■ Exercise description ■
Answer these questions from the text on Pilates for low back pain:
(a) Which muscle do traditional crunches usually strengthen, according to the text?
(b) Which two muscles does the text name as the deeper stabilizers of the lumbar spine?
(c) What often results when large superficial muscles try to stabilize the small joints of the spine?

■ Document segment ■
PILATES for Low Back Pain

With its gentle, whole-body approach to recovery, Pilates is a good choice for clients with back pain.
A vast majority of the active population experience back pain at one time or another. The discomfort can range from mild to severe or debilitating. Men and women are equally affected, and the pain can be caused by sedentary living, aging or overuse (e.g., repetitive motion during a sport).

STOTT PILATES IR Course

Often, people are told to strengthen their abdominal muscles to fix a back problem. However, traditional crunches usually strengthen only the outer layers of the abdominal musculature, specifically the rectus abdominis, while bypassing the deep support structures. This can place the lumbar spine in too much flexion and may even exacerbate back pain, depending on what the original physical problem was. If the deeper stabilizers of the lumbar spine —the transversus abdominis and multifidus— are not properly trained, they cannot alleviate the pain or stabilize the spine.

Current research suggests it is important to facilitate stability of the lumbar spine by strengthening these deep stabilizers (Richardson, Hodges & Hides 2004). It is also important to restore the neutral alignment of the joints that make up the lumbopelvic region. Pain occurs when muscles become imbalanced or dysfunctional, thereby losing their effectiveness as stabilizers. When this occurs, the core muscles cannot support the vertebrae in the spine during everyday movements. Other, more superficial muscles, like the rectus abdominis and external obliques, must take over and try to do their work. Since these large muscles cannot stabilize the small, independent joints of the spine, this often results in compressive forces on the intervertebral disks.

Pilates, with its focus on body awareness and proper alignment, can be beneficial for people recovering from low-back injuries or experiencing low-back pain. For Pilates practitioners, instructors and clients, the method has become an invaluable aid in preventing and managing low-back issues.

(Data items)
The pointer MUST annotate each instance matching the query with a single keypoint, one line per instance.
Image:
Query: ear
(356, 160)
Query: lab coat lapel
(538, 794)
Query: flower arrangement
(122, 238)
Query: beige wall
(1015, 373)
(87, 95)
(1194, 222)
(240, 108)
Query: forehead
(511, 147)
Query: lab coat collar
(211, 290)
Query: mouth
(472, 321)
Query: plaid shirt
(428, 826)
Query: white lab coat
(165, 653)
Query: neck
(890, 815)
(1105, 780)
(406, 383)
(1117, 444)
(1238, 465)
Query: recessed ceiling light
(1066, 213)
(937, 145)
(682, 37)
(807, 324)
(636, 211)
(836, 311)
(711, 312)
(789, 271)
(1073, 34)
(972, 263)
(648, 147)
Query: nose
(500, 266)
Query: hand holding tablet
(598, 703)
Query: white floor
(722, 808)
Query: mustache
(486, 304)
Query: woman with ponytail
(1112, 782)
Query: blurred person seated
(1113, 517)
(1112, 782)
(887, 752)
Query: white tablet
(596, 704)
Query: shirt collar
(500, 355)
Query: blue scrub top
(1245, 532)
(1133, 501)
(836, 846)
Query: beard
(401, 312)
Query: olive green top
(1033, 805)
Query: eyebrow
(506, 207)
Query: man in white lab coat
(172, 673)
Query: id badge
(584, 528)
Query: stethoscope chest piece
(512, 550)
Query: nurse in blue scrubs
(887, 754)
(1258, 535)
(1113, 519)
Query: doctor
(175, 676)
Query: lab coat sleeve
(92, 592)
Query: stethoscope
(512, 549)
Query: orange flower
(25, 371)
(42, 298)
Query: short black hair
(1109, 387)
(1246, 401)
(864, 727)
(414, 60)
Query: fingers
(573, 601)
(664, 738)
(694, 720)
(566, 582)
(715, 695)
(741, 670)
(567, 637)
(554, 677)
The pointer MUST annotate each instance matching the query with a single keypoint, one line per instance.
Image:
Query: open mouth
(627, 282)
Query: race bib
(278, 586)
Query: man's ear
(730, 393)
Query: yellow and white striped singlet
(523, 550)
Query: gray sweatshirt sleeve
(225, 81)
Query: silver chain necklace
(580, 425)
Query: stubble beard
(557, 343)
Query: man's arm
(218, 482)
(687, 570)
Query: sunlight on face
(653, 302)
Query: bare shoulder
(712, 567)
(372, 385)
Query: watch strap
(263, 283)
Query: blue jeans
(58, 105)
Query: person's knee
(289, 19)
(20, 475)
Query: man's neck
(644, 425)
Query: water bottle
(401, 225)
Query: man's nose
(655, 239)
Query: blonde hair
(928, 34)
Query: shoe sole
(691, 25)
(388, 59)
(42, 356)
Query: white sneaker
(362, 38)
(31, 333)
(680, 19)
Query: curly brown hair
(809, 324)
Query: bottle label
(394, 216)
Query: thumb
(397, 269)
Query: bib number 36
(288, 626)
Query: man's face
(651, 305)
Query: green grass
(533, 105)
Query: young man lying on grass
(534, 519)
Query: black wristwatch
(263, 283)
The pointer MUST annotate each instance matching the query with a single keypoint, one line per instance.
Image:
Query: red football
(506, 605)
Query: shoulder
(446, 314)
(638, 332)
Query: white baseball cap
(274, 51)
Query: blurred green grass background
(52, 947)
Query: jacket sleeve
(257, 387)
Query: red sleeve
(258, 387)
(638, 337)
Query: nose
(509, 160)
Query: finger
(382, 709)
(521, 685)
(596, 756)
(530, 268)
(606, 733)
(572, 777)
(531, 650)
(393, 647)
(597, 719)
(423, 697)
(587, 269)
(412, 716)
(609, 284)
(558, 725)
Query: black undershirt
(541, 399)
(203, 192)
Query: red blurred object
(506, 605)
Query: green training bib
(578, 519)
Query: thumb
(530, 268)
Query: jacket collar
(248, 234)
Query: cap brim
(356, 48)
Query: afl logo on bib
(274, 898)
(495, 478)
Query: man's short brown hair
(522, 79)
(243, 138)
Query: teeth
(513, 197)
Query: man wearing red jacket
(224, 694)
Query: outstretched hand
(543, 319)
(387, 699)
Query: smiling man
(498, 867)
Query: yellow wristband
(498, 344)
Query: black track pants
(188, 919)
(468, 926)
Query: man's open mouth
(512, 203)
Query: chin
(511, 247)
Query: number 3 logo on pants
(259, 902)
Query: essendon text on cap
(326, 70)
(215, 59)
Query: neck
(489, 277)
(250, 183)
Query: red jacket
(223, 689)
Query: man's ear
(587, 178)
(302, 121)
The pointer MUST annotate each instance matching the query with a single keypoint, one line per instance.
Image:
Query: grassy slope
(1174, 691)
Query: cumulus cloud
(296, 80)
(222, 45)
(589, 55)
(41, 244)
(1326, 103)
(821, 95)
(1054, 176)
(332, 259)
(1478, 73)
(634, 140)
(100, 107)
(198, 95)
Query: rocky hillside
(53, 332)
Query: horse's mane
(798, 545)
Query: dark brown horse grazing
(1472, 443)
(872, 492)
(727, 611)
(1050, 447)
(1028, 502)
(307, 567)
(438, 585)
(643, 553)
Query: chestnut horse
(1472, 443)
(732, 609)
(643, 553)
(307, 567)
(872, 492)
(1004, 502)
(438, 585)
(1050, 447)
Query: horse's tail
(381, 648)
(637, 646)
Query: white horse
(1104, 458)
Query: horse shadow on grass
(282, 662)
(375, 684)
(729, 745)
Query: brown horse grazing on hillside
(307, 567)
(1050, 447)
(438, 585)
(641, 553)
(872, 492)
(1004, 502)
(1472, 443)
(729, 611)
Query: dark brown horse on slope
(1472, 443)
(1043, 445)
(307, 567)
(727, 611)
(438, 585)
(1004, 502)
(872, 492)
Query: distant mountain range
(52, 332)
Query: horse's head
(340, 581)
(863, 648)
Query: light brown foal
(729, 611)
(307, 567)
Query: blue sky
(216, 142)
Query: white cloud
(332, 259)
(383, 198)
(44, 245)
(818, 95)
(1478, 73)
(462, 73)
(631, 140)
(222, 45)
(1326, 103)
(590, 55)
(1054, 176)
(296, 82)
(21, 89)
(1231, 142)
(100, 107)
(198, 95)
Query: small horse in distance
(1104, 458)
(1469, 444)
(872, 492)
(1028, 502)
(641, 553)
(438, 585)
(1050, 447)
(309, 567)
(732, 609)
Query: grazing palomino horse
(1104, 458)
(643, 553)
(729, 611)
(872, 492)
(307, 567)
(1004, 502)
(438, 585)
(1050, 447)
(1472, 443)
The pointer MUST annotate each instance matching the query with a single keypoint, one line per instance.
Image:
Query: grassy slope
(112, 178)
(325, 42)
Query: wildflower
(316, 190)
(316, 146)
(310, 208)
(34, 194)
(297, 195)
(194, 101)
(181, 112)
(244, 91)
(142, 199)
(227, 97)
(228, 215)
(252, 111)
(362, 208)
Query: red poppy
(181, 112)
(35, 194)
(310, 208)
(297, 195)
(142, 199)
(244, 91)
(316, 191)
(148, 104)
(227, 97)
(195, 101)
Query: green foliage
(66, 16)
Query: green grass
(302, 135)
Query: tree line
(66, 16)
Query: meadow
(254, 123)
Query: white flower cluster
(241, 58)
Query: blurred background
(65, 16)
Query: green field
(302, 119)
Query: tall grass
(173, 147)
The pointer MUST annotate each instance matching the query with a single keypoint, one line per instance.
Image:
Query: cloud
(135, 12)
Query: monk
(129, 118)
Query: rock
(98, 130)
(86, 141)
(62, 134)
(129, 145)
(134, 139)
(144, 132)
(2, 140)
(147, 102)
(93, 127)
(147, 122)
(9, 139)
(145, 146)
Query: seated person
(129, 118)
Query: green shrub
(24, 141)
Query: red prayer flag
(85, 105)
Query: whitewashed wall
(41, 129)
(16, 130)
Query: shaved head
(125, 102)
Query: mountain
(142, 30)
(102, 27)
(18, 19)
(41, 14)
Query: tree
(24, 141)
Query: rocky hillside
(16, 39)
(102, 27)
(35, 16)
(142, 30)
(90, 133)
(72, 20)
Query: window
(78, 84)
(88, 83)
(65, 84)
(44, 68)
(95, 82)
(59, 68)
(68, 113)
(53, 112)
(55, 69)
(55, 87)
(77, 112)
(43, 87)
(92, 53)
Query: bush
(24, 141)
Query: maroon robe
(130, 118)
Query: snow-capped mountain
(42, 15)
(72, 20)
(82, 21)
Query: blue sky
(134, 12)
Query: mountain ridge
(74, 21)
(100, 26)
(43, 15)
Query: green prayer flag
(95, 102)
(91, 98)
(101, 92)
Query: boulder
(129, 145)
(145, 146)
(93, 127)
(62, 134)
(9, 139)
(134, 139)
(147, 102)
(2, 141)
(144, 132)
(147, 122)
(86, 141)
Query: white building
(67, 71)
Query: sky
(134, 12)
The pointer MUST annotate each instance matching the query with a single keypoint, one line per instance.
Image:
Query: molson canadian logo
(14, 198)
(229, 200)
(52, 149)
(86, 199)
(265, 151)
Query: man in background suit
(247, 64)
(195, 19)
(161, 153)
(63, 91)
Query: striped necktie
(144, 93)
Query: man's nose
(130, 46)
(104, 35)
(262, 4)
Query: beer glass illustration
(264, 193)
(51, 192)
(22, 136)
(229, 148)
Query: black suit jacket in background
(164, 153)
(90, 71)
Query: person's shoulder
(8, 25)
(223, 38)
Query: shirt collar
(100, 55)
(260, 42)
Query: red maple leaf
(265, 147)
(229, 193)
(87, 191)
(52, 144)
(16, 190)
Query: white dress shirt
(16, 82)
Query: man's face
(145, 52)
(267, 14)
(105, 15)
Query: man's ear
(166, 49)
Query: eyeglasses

■ Answer space ■
(a) The rectus abdominis.
(b) The transversus abdominis and the multifidus.
(c) Compressive forces on the intervertebral disks.